» Brief: Whenever a line in this data holds the word "hand", report that line in full.

Records from a dataset:
/---

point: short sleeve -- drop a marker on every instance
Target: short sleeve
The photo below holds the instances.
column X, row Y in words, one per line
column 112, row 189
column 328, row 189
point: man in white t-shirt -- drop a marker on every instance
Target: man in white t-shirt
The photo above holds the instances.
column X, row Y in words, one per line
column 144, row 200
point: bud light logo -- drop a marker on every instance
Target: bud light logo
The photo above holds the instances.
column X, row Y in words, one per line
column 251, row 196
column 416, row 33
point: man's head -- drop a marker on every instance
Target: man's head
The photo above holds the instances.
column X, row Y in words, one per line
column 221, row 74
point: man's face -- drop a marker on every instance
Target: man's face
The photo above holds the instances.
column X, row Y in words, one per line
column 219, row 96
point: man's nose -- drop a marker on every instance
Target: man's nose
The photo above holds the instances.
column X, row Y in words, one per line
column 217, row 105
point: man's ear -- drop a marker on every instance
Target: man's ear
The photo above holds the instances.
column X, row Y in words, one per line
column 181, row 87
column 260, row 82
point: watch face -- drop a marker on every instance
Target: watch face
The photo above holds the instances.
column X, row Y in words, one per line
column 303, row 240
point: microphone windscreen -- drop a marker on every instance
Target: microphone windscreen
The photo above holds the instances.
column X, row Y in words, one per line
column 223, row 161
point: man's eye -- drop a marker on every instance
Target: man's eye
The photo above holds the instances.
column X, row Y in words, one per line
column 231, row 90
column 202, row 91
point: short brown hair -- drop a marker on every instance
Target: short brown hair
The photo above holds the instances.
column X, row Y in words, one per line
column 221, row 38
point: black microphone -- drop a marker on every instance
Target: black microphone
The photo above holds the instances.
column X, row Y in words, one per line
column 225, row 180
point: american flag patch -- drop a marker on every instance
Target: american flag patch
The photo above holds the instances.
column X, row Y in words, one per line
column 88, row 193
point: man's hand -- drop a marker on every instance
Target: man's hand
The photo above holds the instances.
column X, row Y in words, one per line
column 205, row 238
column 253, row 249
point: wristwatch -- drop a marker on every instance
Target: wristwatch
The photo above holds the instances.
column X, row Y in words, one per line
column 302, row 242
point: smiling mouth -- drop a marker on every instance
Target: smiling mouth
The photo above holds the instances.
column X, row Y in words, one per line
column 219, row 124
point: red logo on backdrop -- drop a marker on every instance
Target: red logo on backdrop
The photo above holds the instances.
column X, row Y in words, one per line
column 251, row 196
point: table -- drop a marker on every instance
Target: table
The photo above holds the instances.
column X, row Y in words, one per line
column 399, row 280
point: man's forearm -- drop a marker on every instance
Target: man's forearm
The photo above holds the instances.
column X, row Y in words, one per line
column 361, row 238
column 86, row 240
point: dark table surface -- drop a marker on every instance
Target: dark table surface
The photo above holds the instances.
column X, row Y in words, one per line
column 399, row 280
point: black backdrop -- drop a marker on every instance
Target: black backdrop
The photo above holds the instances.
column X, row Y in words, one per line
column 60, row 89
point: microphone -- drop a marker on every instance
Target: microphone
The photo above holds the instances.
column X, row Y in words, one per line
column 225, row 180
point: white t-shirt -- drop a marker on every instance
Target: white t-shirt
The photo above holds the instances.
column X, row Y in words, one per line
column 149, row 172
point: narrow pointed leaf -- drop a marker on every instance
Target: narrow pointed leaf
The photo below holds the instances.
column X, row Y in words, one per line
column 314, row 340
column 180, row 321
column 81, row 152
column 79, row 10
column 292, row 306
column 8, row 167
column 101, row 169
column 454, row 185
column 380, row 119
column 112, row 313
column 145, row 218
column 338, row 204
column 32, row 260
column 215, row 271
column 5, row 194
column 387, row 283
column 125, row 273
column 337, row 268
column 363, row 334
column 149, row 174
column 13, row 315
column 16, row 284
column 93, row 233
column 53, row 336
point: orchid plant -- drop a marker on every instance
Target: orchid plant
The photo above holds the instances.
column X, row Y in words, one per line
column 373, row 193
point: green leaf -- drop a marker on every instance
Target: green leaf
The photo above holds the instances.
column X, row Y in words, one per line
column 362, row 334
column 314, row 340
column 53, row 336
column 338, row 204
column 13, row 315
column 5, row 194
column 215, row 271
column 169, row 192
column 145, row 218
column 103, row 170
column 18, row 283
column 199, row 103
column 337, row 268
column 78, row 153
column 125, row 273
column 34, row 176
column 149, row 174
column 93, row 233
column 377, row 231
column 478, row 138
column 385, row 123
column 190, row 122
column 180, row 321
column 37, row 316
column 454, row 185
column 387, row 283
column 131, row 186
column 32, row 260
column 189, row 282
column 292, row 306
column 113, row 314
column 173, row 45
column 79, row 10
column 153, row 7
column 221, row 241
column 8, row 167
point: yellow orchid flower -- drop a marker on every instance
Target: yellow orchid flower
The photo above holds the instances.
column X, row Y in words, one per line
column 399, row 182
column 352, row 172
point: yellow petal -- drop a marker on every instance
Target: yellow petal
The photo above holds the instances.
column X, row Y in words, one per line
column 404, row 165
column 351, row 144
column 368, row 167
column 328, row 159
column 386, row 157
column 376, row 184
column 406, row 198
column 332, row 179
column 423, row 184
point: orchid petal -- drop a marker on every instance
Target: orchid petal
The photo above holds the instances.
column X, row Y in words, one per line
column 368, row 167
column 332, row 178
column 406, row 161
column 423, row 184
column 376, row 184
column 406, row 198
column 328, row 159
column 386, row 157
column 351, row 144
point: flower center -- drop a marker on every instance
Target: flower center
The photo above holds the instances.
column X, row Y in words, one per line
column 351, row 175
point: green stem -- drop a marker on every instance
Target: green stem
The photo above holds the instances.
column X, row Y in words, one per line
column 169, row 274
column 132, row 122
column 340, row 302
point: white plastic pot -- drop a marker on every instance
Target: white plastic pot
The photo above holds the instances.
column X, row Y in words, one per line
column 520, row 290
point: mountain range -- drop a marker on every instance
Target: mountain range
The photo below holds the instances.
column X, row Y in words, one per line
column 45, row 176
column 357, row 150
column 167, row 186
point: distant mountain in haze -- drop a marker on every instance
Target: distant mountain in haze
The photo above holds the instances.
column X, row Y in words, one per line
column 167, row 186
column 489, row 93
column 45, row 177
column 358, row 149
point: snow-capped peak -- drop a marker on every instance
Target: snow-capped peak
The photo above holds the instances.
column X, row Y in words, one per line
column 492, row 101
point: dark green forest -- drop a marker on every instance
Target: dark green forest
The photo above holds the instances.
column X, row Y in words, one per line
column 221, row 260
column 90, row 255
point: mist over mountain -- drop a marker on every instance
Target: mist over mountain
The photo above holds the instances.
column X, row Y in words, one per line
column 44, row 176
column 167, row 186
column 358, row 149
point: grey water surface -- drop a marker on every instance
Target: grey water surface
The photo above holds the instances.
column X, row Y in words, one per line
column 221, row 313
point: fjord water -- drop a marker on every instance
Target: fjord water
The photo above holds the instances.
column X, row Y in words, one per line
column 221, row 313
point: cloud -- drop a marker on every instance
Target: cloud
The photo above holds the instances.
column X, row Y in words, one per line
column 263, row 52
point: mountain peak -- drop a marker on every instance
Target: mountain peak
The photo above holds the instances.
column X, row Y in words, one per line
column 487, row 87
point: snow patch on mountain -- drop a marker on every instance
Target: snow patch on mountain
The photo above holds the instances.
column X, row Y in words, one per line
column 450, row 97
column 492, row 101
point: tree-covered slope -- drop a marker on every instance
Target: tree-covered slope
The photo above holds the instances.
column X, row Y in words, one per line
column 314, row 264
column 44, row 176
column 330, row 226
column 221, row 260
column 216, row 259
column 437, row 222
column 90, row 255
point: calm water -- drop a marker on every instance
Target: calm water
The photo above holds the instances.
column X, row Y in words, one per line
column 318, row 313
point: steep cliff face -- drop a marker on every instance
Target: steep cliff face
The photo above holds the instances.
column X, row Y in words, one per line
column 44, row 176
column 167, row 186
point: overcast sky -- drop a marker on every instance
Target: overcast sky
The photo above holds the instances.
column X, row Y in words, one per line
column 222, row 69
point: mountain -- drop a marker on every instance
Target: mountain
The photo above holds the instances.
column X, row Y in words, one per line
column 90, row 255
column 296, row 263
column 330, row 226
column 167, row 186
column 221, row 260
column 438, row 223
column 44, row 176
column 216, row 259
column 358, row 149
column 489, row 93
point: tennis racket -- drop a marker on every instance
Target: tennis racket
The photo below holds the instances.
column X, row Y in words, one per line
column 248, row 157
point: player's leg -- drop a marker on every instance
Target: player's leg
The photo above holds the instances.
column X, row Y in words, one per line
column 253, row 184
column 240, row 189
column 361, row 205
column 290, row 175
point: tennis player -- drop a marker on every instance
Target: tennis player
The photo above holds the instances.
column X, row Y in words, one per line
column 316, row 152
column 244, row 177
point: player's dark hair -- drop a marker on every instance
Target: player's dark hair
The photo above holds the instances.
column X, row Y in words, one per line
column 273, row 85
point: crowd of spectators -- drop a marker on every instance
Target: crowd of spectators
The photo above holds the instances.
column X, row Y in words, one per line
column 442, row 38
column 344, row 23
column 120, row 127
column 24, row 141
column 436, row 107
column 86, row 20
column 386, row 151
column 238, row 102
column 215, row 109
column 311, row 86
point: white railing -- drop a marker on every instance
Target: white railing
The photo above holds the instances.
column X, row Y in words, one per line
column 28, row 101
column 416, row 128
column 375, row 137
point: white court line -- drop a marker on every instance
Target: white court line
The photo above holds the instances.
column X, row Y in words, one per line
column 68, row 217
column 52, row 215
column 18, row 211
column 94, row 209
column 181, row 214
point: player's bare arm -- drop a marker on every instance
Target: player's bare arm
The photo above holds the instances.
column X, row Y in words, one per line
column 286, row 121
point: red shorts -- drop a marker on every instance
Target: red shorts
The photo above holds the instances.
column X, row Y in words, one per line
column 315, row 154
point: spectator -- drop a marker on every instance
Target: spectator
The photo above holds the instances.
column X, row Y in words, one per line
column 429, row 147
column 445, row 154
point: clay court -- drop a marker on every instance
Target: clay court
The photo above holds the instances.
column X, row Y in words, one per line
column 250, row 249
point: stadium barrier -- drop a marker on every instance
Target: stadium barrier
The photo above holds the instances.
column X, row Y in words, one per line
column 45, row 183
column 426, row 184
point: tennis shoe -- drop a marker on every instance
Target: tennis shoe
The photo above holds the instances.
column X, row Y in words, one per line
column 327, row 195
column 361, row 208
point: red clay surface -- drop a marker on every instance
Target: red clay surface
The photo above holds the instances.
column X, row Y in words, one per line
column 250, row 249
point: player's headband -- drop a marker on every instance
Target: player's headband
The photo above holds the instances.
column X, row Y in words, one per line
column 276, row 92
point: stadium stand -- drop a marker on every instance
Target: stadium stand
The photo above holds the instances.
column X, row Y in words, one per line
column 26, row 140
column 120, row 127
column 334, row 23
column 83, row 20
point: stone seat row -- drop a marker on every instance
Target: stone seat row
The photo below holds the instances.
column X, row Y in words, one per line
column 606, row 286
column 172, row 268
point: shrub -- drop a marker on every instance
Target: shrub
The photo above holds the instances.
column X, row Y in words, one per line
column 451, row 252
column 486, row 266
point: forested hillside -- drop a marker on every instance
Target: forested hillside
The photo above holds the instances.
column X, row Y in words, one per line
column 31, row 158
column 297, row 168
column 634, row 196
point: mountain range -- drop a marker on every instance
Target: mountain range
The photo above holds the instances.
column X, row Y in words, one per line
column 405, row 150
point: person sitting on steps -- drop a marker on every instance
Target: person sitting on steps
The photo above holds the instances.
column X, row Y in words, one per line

\---

» Solution to this task:
point: man's hand -- drop a marker on every instance
Target: man's hand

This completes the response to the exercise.